Saved entries:

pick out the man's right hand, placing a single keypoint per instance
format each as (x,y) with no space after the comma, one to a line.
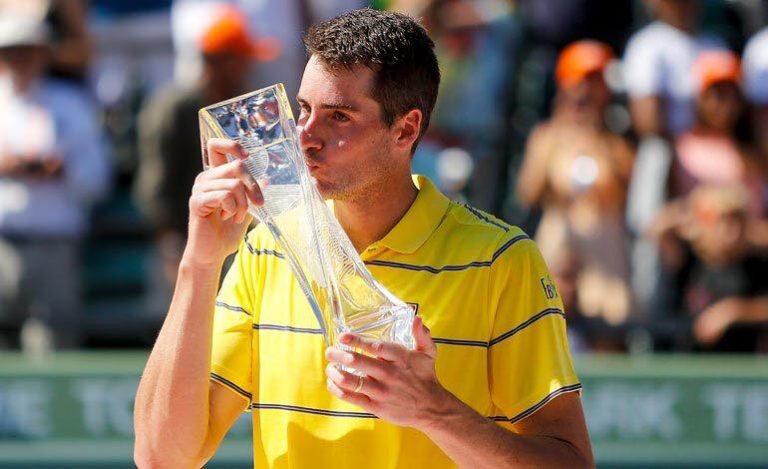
(218,207)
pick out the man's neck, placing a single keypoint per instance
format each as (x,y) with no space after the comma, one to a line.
(368,220)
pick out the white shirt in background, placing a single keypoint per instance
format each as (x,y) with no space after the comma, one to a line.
(658,62)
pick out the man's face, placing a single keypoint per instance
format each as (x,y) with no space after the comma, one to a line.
(347,146)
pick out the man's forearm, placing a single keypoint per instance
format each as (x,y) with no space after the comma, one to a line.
(174,391)
(476,442)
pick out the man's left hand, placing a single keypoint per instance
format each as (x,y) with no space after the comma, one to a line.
(399,385)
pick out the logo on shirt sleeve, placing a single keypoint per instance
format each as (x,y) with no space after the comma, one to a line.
(550,290)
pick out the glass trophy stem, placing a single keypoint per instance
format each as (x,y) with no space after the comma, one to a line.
(342,295)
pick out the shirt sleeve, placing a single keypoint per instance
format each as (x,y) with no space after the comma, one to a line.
(232,353)
(529,359)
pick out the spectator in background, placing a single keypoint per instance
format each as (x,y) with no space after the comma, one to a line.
(464,149)
(168,124)
(657,67)
(52,167)
(710,152)
(755,67)
(576,170)
(725,290)
(755,72)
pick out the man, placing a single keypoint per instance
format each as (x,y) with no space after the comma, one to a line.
(52,167)
(495,386)
(168,128)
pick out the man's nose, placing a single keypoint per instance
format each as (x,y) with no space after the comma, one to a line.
(309,137)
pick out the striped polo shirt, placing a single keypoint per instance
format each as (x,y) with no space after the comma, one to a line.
(479,284)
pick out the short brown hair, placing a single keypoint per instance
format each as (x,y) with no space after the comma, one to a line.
(395,46)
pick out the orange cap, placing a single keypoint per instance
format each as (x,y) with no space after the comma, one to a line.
(715,67)
(580,59)
(228,34)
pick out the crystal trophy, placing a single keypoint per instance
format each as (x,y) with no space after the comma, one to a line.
(343,295)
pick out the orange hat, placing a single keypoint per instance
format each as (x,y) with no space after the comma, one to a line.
(715,67)
(580,59)
(228,34)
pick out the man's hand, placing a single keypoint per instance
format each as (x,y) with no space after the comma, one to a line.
(400,385)
(218,207)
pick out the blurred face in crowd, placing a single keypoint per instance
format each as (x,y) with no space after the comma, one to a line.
(719,106)
(682,14)
(722,240)
(349,149)
(587,99)
(224,75)
(24,63)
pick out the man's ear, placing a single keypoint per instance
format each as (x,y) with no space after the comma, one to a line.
(408,127)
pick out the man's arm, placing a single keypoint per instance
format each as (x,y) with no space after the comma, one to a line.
(401,386)
(180,417)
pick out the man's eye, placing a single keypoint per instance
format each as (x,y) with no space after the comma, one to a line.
(340,117)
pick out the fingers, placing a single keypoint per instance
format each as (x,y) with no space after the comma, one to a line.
(354,384)
(422,338)
(219,148)
(377,348)
(374,367)
(357,399)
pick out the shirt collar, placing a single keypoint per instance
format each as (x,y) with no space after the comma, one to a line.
(421,219)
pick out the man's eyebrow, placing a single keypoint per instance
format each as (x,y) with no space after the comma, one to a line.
(331,105)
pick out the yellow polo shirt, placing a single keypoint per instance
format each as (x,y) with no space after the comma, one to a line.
(479,284)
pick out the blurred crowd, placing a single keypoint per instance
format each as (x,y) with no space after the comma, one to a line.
(629,137)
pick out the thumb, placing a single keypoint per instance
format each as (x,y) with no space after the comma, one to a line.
(422,337)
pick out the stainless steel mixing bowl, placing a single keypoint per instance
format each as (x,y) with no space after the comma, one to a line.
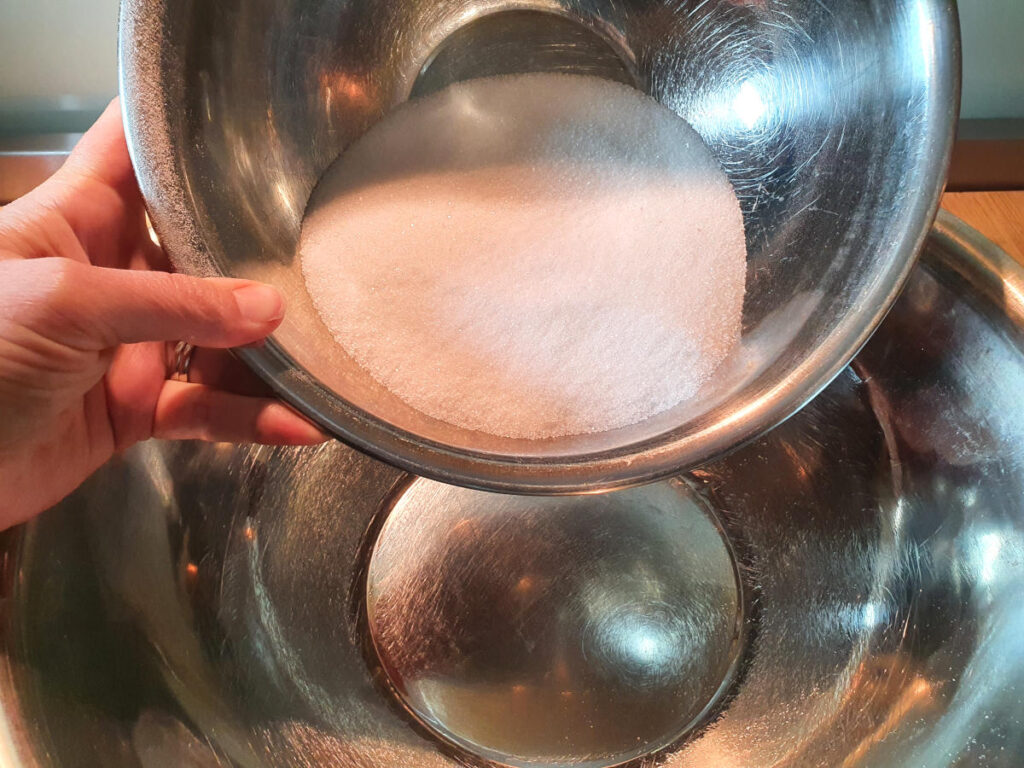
(834,119)
(844,592)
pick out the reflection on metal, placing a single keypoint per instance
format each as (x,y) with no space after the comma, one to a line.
(209,601)
(834,121)
(556,631)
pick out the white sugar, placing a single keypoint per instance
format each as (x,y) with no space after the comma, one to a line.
(530,256)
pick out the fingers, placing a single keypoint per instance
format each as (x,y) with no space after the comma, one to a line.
(90,307)
(197,412)
(101,154)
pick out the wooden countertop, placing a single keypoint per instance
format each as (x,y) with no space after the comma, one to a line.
(999,216)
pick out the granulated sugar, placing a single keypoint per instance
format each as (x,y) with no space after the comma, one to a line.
(530,256)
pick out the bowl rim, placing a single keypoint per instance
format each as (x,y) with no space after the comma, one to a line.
(637,463)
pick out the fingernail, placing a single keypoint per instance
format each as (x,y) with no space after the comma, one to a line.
(259,303)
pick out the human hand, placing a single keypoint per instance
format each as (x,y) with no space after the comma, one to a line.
(86,312)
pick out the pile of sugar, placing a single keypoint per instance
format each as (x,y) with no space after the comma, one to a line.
(529,256)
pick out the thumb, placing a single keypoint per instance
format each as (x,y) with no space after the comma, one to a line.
(91,307)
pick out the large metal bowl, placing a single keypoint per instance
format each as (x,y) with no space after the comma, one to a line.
(834,121)
(215,605)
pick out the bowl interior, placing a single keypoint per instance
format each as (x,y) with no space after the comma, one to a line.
(834,122)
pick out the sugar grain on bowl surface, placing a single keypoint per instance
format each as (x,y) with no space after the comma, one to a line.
(530,256)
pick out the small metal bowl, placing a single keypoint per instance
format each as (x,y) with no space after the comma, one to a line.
(834,121)
(844,592)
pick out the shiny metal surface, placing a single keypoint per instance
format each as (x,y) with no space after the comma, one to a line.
(834,121)
(555,631)
(203,605)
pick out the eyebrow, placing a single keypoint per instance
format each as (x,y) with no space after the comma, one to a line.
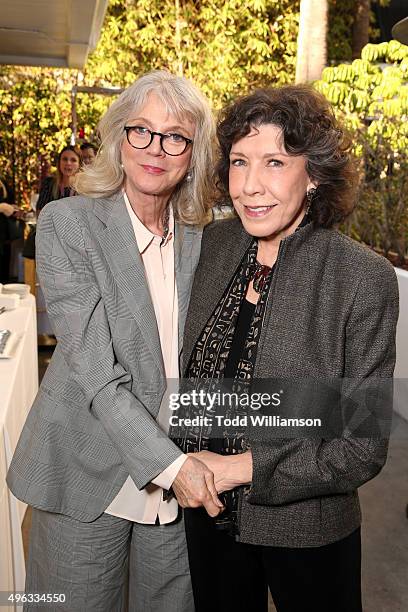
(171,127)
(277,153)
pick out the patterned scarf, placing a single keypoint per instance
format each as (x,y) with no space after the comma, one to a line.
(205,372)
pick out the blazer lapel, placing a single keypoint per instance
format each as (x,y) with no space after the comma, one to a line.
(187,248)
(119,246)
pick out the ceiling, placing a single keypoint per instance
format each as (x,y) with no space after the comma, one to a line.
(49,32)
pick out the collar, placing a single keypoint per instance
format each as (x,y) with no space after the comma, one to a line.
(144,237)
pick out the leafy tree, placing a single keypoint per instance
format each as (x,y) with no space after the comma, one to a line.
(225,47)
(371,95)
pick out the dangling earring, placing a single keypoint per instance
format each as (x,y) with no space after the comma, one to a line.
(310,195)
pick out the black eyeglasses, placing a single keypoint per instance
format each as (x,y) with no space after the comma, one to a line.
(140,137)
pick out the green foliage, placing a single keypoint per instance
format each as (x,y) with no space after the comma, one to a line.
(225,47)
(371,96)
(35,116)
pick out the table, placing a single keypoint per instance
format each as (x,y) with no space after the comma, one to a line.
(18,388)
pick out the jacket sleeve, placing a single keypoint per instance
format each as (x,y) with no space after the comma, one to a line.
(78,317)
(290,470)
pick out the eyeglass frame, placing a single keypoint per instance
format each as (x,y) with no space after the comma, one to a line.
(188,141)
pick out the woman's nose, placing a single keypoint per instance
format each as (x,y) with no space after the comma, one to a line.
(253,182)
(155,147)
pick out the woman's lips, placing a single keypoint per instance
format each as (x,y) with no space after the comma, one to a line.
(257,212)
(152,169)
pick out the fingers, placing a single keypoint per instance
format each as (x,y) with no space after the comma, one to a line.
(209,479)
(194,487)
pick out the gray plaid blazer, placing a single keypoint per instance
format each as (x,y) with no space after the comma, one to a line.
(331,314)
(93,420)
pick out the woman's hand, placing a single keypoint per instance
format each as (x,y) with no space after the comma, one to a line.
(229,471)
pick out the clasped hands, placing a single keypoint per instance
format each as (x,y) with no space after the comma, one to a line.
(205,474)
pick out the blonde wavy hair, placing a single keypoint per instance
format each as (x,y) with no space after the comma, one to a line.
(191,199)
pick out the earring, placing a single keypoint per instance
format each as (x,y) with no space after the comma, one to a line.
(310,195)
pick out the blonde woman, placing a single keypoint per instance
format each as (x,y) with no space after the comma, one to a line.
(116,266)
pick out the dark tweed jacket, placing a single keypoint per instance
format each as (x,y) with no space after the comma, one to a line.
(332,312)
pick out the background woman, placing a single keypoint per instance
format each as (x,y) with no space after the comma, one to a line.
(60,185)
(116,267)
(280,294)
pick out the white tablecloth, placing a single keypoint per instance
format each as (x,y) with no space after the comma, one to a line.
(18,388)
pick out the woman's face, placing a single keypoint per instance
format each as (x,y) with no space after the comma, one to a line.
(151,171)
(69,164)
(267,186)
(88,155)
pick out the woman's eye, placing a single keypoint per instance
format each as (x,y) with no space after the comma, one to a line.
(139,129)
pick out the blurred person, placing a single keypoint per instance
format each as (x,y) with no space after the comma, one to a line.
(88,153)
(10,229)
(61,184)
(116,266)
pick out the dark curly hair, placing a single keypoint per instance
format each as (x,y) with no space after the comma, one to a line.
(309,128)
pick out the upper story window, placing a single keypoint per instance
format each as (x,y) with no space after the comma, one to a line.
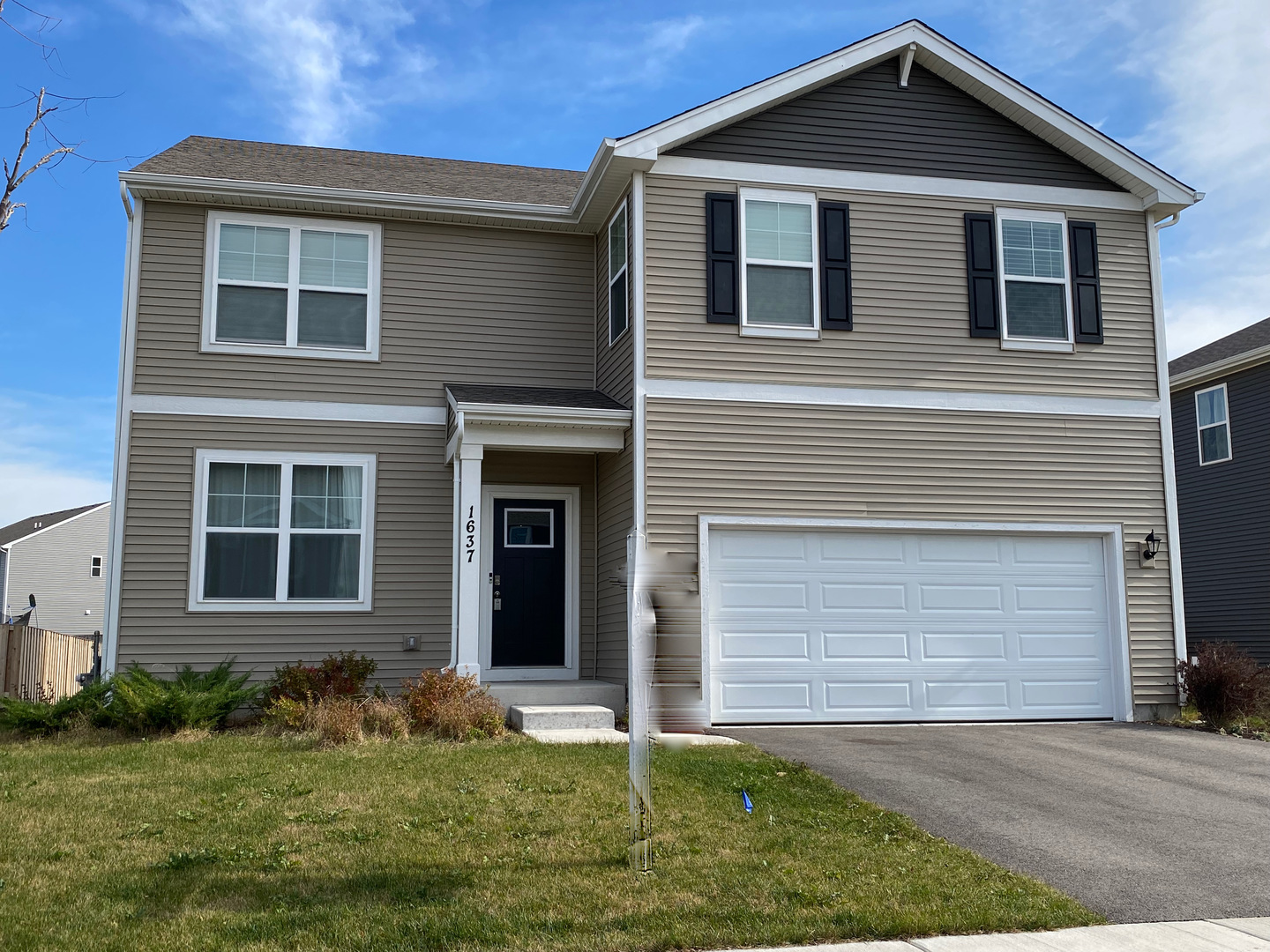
(1034,279)
(779,291)
(619,299)
(1212,418)
(282,532)
(291,286)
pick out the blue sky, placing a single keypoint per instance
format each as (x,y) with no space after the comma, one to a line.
(1185,84)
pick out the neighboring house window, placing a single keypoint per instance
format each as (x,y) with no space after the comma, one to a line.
(617,294)
(779,291)
(282,531)
(292,286)
(1214,426)
(1034,279)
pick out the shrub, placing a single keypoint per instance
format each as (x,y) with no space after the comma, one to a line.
(340,675)
(335,720)
(452,707)
(386,718)
(1224,683)
(86,707)
(141,703)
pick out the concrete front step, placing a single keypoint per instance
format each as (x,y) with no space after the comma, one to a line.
(512,693)
(560,718)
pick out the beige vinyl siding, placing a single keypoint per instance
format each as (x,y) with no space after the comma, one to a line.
(770,460)
(616,518)
(412,568)
(517,469)
(460,305)
(909,300)
(615,362)
(55,566)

STATED PROBLEM |
Please rewrite the stretch of entries from the line containing "pick out the white tablecloth, placing" through the end of the entries, switching "shrub" to "bush" and keeping everything else the same. Give only those lines, and omit the pictures.

OUTPUT OF THE TASK |
pick out the white tablecloth, placing a single keypoint per instance
format each as (x,y) with no space after the comma, one to a line.
(18,388)
pick out the woman's face, placing a single keypoint per instance
format each as (x,y) with no space after the comma, one to a line.
(151,171)
(69,164)
(267,186)
(88,155)
pick out the woman's eye, placing a single keypoint per instance
format each as (x,y) with no space after the comma, one to a line.
(139,129)
pick out the blurred person, placing a single keypoint per instance
format each as (x,y) with no space after the comma, one to a line.
(88,153)
(10,229)
(61,184)
(116,266)
pick out the dark curly hair, placing a single keypoint per instance
format each as (x,y) with no space after the comma, one to a line.
(309,128)
pick out the upper story window, placing a single keypoint per instance
format each as (x,y) with no space after the comma, one to a line.
(1034,279)
(779,291)
(619,299)
(1212,418)
(282,532)
(291,286)
pick out the blue sky, placing a single keypoint per instance
format each as (x,y) with no space after the comma, one to a line.
(1185,84)
pick out the neighboring house window, placing a single keypoint per instance
format each as (x,y) with no space after the comma, one to a line.
(617,294)
(779,291)
(282,531)
(292,286)
(1214,426)
(1034,279)
pick out the bush, placing a single keypoint per instance
format each as (x,y) with no space after the comma, one to a line.
(340,675)
(335,720)
(452,707)
(386,718)
(1224,683)
(86,707)
(141,703)
pick out the concrete front step, placing a single keypoint per instance
format each as (x,y) with no space after the comma, one to a line.
(512,693)
(560,718)
pick out the beige vinyl siding, placing a single keypoint per instance
format each as (x,y) with no space after the comma, one to a line.
(770,460)
(616,518)
(412,568)
(517,469)
(460,305)
(909,300)
(615,362)
(55,566)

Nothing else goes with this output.